--- start RECORDS FOR THE TASK ---

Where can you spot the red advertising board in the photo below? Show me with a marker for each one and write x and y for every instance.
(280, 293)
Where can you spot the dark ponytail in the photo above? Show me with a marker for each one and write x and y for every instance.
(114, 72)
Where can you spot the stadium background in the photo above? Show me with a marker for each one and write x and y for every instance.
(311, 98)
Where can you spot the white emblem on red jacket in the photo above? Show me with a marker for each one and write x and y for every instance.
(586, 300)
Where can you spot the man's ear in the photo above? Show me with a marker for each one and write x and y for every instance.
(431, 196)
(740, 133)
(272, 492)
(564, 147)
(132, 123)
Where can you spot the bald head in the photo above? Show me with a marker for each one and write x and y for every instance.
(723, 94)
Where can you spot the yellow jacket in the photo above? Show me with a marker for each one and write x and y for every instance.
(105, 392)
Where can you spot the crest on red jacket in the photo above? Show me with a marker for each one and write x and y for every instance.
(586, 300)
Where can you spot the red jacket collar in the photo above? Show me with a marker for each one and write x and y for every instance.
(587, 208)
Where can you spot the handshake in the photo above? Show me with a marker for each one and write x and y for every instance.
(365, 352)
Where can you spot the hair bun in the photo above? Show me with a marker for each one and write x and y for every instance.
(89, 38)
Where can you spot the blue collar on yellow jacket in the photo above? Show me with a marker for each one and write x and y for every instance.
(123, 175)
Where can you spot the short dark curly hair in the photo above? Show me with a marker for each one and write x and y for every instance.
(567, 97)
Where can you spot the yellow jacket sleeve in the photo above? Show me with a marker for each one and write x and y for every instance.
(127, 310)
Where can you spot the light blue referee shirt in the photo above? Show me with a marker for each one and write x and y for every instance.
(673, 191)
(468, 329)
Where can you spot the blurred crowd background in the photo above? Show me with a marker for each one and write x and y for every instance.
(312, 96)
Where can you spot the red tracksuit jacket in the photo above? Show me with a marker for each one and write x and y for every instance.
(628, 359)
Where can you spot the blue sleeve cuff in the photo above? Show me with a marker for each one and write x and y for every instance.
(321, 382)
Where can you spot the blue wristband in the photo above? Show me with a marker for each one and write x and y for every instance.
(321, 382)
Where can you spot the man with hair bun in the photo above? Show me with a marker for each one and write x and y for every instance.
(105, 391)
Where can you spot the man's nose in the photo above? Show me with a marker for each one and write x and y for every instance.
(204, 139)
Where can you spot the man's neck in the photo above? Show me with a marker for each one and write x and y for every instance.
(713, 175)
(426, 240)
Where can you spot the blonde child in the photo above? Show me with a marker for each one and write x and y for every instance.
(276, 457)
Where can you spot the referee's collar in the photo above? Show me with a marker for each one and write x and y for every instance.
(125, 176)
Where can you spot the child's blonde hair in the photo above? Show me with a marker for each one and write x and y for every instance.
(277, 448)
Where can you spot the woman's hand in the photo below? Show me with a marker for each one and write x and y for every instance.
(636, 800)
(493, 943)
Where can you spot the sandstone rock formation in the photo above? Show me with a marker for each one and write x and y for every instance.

--- end RECORDS FOR THE TASK ---

PROBLEM DETAILS: Transcribe all the entries, keeping each one exactly as it is.

OUTPUT OF THE TASK:
Where can you spot the red advertising board in the photo below? Show me with a marker for each one and write x and y for every instance.
(280, 293)
Where can you spot the dark ponytail in the photo above? Show me with a marker for each one and write x and y for every instance.
(114, 72)
Where can you spot the stadium background in the photo above? Show me with a marker for each one and write x and y for every instance.
(311, 98)
Where can you spot the white emblem on red jacket in the photo above? Show me with a marker for each one and write x and y for every instance.
(586, 300)
Where can you spot the man's ear in the photo above? Show me with a marker for each one and write x and y for every instance.
(431, 196)
(740, 133)
(272, 492)
(564, 147)
(132, 123)
Where can you spot the bald head in the photo above? Show me with a marker for each one and write x and y for every instance.
(723, 94)
Where can you spot the yellow jacket in the photo above? Show me with a marker for each one and write x and y for every instance.
(105, 392)
Where can you spot the crest on red jacket in the photo above? Show me with a marker for each one and write x and y for every instance.
(586, 300)
Where can you spot the red jacket collar in the photo above? Show me with a marker for each one and write x and y for every instance.
(587, 208)
Where can you spot the handshake in the photo above? Show me with a marker for each one and write x and y for every instance.
(365, 352)
Where can you spot the hair bun in the photo above? Show me with a marker for each one and write x and y for every instance.
(89, 38)
Where can you spot the blue collar on yellow jacket in the photo above? Show me with a marker for each one and write x and y for every instance.
(123, 175)
Where can you spot the short dark curly hair in the photo above? Show me with a marker for each one and write x and y for every instance.
(567, 97)
Where can you spot the yellow jacket sleeve in the photo above? Show me with a marker for each one and write x and y for every instance.
(127, 310)
Where can you spot the light blue referee shirt in the photo above? Show me with a marker for each one and write x and y for every instance.
(673, 191)
(468, 329)
Where can you spot the blurred crowd background in the photo above? Show me with a marker for each one and write x and y for every instance.
(312, 96)
Where can you spot the red tracksuit jacket in the photo above? Show me with a marker for each one and write x and y for every instance.
(628, 359)
Where can you spot the blue sleeve cuff in the photo above? Show me with a marker for each one and write x and y for every instance.
(321, 382)
Where can you spot the blue wristband in the photo above? Show me with a marker for each one and write x and y for every instance.
(321, 382)
Where can you spot the man with hair bun in the photo above? Show me with a marker for each one and write x and y for every instance.
(105, 391)
Where can you spot the man's nose in the photo above? Show me with a marker for each one and write x and y for every instance.
(204, 139)
Where can you spot the man's neck in the photo above? Show me with a marker for each one and write x and y for every instance.
(713, 175)
(426, 240)
Where can you spot the blonde child in the photo above? Show me with a marker for each one and write x and y for every instance.
(276, 457)
Where can you spot the referee's collar in the photo above? Show me with a marker for each one and write x and y for every instance.
(125, 176)
Where can you spot the child's blonde hair in the photo above? Show me with a marker for each one and write x and y for every instance.
(277, 448)
Where can you spot the woman's hand in the photo below? Show me with a marker for each one and write x and y for every instance.
(636, 800)
(493, 943)
Where can you spot the sandstone rock formation in the photo above? Show me with a marker for each one and write x and y for every instance.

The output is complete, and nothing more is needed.